# What weight do you use for skull crushers?



## dazsmith69 (Oct 29, 2009)

A great exercise for the triceps,

what sort of progression should be made with this exercise, or what would you class as good progression?

Im currently on 27.5kgs either side with a 10kg EZ bar for 6, but really struggling to up the weight with good form.

Any pointers? what sort of weight do you guys do for this?

The inner tricep is one of the muscles i want to add alot of mass too, and find this exercise great for it.

Cheers Darren


----------



## Reach. (Dec 7, 2009)

65kg? That is a LOT of weight! I bench over 150kg but struggle getting 50kg up for 5 reps on skulls!

Do you bring it down and touch your forehead or do you bring it down behind you head (that's easier as you can use lats and shoulders )

If you're struggling to increase the weight, try adding some heay weighted dips to your routine.


----------



## DB (Oct 31, 2003)

not really one u can compare weight on as everyone does them different ways.. i personally use about 20-25kg on each end..

u can see in my profile my tri's aint too bad


----------



## H22civic (Oct 6, 2009)

I dont go mega heavy on these either. Usually about 50kgs including the bar for 8 strict reps. Its one of those exercises for me that if i dont keep strict, i really dont feel it much in the muscle or have much muscle soreness the day/s after. Ive tried using more weight with slightly looser form but it just dosnt do the job for me.


----------



## dazsmith69 (Oct 29, 2009)

cheers for the replies guys

yeah go to head with elbows in the same place, see too many guys doing what looks like a pullover instead of isolating the tri's.

Daz


----------



## rodrigo (Jun 29, 2009)

i am at 40kg and an EZ


----------



## rodrigo (Jun 29, 2009)

rodrigo said:


> i am at 40kg and an EZ


 FOOK IT TRY AGAIN :cursing: i am at 40kg and the EZ curl bar for strict reps , tried to up it last night to 45 kg and form went out the window


----------



## Smitch (Dec 29, 2008)

# Set task 1:
In the skull crusher thread, what weight does H22civic usually use, and for how many reps?
# Set task 2:
Pick up the skull crusher forum thread from the point where it stops and carry it further.

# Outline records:
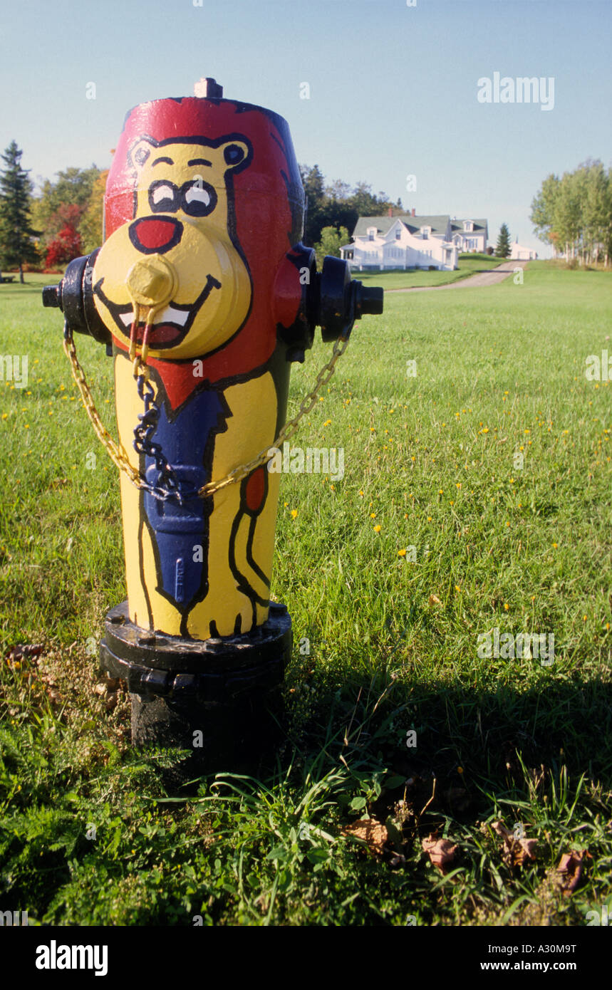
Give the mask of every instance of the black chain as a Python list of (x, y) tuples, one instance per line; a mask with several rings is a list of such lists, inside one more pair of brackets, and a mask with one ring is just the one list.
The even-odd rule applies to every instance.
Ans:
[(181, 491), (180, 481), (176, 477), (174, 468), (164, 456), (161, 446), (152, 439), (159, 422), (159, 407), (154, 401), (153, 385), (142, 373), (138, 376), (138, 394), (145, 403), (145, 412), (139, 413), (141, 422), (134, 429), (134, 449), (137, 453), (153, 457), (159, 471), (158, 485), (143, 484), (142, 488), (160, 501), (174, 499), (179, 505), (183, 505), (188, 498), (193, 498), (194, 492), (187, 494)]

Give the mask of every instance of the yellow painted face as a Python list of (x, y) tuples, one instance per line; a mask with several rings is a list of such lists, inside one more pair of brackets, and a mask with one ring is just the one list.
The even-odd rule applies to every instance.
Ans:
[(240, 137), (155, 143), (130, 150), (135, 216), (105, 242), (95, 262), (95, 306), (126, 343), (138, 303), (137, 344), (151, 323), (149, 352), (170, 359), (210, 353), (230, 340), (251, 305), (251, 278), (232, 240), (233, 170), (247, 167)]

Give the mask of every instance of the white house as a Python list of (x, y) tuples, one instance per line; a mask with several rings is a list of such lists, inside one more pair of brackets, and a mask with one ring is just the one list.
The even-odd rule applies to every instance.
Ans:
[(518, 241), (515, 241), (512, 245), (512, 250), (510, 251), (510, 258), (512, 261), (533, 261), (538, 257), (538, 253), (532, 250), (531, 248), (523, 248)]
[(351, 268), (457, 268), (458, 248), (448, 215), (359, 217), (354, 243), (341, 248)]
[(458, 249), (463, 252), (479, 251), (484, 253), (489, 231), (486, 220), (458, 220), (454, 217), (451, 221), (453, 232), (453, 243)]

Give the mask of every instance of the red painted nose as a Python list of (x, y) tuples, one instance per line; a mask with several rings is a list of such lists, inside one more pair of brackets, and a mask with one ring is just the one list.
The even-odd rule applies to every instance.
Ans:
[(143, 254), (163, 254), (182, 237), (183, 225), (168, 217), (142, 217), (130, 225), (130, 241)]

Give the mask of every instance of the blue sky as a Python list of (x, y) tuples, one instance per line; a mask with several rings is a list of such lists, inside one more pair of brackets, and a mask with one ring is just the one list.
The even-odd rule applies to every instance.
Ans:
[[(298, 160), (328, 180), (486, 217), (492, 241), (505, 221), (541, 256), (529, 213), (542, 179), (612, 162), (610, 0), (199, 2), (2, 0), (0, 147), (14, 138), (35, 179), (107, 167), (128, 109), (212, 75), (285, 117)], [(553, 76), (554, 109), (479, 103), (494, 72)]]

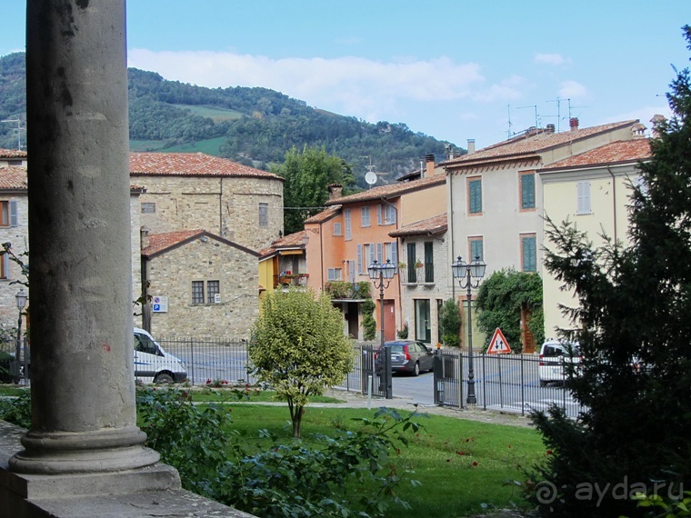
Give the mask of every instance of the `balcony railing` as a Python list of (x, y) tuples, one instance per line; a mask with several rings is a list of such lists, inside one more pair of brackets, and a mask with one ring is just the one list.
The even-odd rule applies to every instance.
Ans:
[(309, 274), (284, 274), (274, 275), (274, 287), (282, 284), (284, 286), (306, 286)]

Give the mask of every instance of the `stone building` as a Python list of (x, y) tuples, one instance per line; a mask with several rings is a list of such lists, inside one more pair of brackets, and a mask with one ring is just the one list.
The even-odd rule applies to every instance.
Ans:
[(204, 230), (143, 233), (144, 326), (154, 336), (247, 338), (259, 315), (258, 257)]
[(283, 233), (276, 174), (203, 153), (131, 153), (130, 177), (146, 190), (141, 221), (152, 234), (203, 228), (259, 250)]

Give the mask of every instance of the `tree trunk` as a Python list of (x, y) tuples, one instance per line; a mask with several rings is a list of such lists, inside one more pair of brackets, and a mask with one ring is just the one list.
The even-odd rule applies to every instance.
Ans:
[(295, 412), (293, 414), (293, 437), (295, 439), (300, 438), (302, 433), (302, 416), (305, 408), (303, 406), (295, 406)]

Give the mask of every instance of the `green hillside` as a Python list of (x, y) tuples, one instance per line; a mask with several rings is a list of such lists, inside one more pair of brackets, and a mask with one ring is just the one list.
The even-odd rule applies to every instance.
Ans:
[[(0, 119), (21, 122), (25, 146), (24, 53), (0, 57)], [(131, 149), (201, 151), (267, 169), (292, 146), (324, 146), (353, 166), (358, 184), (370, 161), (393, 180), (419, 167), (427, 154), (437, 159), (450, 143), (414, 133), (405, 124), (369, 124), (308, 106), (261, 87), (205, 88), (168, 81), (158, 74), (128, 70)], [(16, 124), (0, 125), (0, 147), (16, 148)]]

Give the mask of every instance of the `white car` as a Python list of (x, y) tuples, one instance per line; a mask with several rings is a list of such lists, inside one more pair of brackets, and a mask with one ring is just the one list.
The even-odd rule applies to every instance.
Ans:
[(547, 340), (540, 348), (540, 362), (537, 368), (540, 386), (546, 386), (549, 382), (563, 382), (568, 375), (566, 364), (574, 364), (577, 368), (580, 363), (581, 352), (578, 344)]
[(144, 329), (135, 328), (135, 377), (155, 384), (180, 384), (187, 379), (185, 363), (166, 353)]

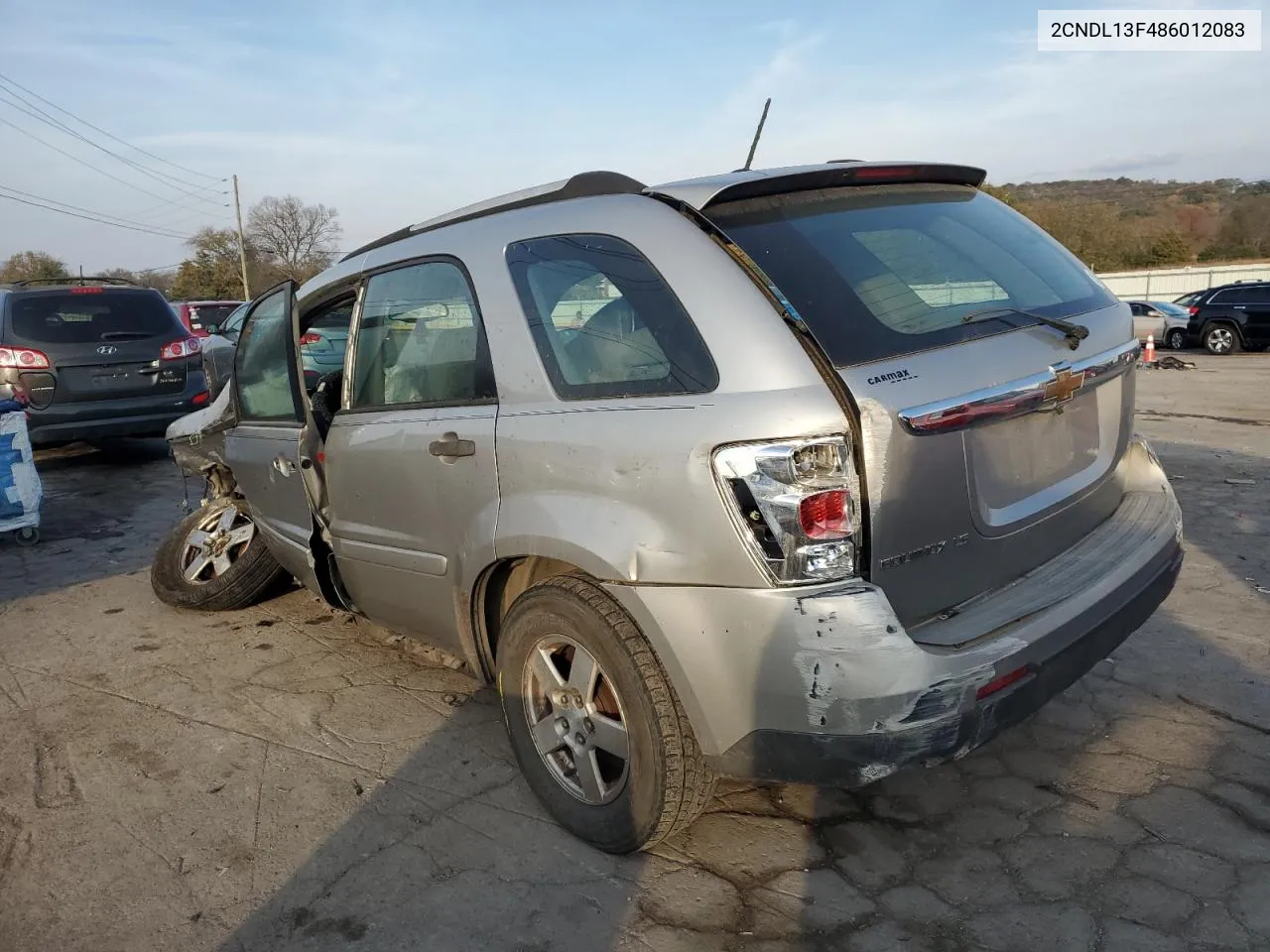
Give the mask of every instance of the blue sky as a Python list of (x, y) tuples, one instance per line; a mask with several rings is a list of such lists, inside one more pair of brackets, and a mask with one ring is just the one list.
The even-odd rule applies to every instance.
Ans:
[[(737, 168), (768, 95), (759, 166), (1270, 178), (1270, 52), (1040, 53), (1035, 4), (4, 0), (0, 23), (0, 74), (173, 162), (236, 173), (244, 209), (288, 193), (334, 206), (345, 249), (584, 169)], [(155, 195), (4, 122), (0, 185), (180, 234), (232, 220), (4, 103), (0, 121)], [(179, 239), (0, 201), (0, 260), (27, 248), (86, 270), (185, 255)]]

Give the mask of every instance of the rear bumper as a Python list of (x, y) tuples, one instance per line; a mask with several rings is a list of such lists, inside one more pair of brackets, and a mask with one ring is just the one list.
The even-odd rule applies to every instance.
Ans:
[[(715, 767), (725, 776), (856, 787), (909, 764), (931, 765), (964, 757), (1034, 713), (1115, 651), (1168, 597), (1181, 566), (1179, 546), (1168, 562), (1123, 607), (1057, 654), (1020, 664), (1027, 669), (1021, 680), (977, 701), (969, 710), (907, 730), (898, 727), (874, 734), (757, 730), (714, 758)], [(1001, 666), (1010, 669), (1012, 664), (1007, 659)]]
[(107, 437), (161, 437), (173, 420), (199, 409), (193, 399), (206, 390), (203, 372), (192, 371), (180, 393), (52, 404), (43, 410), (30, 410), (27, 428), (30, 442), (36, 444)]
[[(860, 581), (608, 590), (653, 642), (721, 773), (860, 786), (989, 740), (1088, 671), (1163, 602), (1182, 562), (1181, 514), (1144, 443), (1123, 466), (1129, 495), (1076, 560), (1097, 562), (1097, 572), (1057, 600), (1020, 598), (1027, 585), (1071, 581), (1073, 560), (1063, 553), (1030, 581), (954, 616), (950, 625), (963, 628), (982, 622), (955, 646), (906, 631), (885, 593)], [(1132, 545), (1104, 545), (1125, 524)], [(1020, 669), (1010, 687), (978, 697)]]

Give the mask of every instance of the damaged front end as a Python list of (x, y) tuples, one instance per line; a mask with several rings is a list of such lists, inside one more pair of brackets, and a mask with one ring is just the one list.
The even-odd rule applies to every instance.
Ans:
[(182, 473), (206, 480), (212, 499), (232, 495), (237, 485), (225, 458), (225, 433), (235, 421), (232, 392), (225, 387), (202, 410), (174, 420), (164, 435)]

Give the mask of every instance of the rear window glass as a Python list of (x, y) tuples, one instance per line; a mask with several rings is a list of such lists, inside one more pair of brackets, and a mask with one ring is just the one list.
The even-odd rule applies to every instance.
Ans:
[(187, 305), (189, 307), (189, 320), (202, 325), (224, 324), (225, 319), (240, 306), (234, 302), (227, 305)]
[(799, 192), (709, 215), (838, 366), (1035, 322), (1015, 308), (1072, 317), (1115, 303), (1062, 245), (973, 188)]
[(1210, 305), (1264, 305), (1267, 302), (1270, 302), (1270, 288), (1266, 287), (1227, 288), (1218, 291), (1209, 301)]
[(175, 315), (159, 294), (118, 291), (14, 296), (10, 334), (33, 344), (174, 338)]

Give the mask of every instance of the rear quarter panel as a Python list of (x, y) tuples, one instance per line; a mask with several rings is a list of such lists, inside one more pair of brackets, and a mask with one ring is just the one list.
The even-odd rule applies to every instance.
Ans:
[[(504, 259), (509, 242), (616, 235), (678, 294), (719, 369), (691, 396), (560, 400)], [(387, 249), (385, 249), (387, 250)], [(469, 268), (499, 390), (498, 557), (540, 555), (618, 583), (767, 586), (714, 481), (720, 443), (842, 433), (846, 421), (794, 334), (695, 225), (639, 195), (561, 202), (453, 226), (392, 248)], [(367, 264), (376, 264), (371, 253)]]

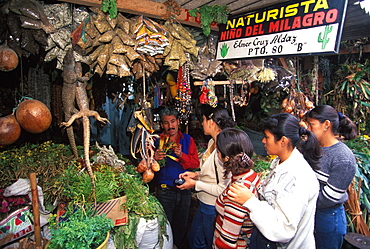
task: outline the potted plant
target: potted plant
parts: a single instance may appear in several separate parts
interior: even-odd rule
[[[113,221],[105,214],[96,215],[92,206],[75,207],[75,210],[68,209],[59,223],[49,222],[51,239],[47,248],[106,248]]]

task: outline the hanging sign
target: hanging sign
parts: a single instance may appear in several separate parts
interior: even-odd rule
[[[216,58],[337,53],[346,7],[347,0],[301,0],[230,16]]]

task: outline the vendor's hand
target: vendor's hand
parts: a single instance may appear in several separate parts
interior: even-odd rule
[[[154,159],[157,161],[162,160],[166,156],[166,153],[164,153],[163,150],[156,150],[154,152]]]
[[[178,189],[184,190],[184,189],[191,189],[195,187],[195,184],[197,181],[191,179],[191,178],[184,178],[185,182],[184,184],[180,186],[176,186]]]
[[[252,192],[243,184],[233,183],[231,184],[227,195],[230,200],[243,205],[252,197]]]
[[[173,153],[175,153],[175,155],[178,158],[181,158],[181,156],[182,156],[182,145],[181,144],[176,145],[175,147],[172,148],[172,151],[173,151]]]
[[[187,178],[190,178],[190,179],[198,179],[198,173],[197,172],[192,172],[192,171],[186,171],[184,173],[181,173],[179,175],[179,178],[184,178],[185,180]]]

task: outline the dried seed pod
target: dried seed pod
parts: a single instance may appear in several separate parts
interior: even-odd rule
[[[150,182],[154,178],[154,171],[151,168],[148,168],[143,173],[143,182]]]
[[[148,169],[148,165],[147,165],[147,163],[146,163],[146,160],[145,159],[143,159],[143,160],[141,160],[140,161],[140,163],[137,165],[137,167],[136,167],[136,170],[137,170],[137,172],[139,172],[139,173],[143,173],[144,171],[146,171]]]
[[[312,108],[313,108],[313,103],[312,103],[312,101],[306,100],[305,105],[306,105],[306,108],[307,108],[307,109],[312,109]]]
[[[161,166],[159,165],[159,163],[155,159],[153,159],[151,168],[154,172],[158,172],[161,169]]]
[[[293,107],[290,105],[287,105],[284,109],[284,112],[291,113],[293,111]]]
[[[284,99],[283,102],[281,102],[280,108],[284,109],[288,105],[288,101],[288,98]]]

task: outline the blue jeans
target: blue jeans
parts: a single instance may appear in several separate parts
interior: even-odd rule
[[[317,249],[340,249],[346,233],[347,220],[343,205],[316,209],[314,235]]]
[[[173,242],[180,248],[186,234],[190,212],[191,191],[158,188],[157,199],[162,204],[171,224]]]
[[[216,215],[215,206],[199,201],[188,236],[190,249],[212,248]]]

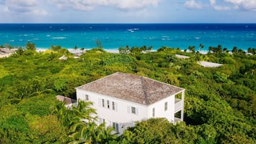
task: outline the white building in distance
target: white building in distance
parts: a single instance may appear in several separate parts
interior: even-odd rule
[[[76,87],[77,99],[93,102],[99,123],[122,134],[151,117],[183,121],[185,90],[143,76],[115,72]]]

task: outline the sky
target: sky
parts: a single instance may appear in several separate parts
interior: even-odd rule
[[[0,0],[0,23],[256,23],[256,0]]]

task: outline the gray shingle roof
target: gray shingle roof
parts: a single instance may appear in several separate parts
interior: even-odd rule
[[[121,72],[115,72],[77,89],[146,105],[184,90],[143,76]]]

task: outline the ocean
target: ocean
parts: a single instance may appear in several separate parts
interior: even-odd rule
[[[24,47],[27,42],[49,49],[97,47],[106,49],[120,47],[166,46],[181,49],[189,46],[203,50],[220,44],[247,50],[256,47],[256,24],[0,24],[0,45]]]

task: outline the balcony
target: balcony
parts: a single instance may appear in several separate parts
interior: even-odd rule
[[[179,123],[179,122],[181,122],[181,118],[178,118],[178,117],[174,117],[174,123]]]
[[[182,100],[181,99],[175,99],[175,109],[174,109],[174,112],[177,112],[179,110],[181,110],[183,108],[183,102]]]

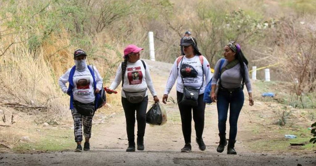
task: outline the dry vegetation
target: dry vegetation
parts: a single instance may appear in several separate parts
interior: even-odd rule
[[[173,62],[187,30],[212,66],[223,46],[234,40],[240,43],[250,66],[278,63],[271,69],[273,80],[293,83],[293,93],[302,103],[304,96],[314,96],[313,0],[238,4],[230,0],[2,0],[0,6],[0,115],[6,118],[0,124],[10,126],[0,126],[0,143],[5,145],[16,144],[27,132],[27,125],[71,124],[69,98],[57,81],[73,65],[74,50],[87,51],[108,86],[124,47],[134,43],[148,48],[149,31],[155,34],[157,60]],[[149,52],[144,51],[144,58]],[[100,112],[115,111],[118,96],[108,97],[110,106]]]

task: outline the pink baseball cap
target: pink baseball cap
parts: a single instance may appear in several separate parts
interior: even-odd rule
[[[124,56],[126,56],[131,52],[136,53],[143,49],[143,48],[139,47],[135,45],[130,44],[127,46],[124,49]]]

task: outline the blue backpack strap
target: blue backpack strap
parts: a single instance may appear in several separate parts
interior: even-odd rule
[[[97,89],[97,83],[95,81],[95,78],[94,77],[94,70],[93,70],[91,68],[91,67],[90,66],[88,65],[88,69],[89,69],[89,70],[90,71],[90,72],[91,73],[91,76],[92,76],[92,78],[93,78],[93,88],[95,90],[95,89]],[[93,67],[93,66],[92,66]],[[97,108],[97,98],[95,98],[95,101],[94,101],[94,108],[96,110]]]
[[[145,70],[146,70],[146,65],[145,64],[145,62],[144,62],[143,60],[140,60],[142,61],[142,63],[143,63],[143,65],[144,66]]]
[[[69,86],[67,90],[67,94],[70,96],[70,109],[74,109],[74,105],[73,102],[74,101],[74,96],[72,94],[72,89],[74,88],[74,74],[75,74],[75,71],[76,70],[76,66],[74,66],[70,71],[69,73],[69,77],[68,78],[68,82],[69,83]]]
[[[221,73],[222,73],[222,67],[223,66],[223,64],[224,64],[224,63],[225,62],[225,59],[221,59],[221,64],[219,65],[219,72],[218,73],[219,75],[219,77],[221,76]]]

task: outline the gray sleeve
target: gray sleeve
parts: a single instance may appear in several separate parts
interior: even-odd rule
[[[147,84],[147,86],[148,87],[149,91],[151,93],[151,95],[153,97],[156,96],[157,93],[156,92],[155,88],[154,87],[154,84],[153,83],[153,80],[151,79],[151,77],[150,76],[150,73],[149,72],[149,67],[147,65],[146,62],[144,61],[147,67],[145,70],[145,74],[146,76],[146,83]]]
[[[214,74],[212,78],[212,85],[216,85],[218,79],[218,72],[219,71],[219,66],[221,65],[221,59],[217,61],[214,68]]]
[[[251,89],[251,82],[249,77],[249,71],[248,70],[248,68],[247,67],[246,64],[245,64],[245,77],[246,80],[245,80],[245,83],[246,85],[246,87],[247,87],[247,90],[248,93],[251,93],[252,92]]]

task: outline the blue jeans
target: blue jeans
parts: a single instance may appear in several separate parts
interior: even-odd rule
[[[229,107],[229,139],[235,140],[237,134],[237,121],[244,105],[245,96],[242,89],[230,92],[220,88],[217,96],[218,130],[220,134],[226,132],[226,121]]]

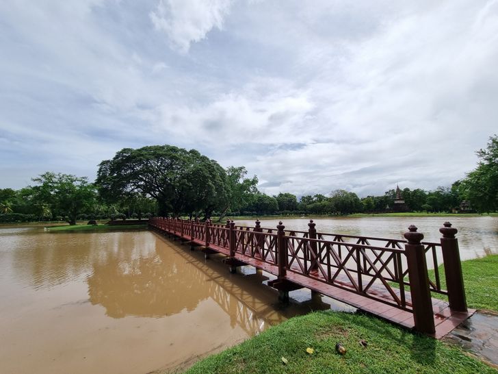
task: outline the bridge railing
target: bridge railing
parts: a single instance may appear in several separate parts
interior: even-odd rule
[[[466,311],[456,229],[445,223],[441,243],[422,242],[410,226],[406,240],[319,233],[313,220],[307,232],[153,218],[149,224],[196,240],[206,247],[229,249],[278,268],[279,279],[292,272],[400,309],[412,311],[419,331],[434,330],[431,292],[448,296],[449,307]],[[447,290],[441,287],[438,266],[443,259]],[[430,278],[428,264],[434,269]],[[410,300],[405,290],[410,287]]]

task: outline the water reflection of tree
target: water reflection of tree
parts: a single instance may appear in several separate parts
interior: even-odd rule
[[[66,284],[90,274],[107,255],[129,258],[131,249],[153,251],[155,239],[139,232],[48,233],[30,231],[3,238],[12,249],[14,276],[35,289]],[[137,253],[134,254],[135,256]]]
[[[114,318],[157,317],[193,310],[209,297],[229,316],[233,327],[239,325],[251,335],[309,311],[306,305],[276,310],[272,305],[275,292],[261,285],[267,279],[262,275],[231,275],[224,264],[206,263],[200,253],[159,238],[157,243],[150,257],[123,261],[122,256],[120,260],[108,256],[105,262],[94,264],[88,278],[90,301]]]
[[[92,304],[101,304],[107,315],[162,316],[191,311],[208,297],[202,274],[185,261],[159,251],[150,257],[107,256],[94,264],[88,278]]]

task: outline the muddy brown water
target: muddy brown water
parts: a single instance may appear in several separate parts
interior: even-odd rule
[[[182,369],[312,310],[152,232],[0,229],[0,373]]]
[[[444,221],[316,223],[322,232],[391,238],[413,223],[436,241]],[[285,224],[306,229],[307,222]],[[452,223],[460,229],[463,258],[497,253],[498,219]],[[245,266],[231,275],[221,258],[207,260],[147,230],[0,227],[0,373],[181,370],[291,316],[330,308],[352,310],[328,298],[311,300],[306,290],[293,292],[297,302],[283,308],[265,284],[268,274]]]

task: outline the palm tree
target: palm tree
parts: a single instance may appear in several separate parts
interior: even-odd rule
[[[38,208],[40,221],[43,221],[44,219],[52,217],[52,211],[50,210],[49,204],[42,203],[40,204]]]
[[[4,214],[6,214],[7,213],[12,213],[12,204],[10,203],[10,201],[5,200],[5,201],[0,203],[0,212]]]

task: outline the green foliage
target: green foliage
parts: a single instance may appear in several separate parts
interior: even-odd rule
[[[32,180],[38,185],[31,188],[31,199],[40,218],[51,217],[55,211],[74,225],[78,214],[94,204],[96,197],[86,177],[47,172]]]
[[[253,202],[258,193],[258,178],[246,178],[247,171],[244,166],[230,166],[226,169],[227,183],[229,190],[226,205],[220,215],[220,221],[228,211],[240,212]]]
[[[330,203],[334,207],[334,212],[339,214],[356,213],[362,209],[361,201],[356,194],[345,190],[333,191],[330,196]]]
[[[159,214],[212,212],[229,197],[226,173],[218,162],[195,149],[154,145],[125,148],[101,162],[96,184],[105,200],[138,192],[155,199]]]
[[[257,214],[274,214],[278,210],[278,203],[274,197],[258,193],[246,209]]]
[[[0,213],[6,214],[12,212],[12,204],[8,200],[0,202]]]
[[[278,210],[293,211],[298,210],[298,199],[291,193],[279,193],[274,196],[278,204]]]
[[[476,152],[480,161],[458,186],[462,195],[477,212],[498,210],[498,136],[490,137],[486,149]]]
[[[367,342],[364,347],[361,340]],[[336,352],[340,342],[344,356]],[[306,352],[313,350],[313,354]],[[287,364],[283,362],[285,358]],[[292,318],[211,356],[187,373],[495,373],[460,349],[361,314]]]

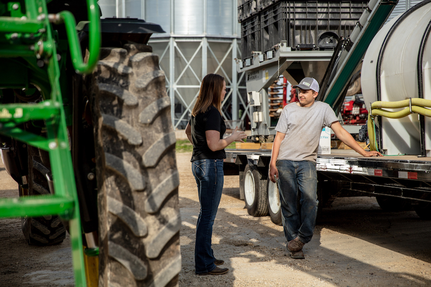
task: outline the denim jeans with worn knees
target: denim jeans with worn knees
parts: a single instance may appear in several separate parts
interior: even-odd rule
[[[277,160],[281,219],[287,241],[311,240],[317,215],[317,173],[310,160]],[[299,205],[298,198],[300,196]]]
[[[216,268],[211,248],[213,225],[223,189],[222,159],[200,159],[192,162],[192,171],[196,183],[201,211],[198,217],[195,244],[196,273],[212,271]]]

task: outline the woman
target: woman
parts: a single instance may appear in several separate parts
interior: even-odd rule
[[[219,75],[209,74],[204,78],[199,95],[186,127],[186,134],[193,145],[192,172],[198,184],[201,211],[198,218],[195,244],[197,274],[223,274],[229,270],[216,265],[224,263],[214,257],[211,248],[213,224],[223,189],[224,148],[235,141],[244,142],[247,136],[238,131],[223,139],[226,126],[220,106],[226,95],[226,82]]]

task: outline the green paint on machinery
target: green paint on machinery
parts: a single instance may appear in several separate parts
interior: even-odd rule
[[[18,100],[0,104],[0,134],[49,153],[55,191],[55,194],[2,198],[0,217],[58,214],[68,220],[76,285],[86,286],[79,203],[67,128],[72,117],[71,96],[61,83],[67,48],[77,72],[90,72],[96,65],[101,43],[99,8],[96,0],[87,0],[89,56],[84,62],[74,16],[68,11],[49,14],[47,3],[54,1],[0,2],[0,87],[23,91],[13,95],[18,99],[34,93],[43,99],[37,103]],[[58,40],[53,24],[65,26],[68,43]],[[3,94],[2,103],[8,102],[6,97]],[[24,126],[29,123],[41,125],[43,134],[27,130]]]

# Written response 1:
About 50 kg including the bar, for 8 strict reps.

# Written response 2:
I do 8 reps with the EZ bar plus 30kg.


----------



## Dagman72 (Apr 2, 2009)

Also a lot of people let there elbows flare out to the side to much.


----------



## IanStu (Apr 12, 2009)

well I do very good form with 35k for 8....I can do 40 for 5/6 but the form is sh!te....cant make my mind up whether the form or the weight is more important on this lift!!!


----------



## dazsmith69 (Oct 29, 2009)

yeah i really want my inner triceps to really bulk out and find this a great exercise for a pump on them, can really feel it the day after.

I always lie a bench parallel with the mirror to make sure my form is spot on if i havent got a spotter


----------



## ant.lewis (Oct 26, 2008)

45kg + bar for 3 sets of 10, strict style elbows in, anymore weight knacks my form and puts lots of stress on my elbow joints making them sore for days. I use cable extensions as a complimentary exercise an I f**kin luves um.


----------



## strange_days (Aug 6, 2009)

A great excercise for inner tricep is underhand grip cable pull down. Really feel it in the inner tri's.


----------



## Rambo55 (Jun 14, 2009)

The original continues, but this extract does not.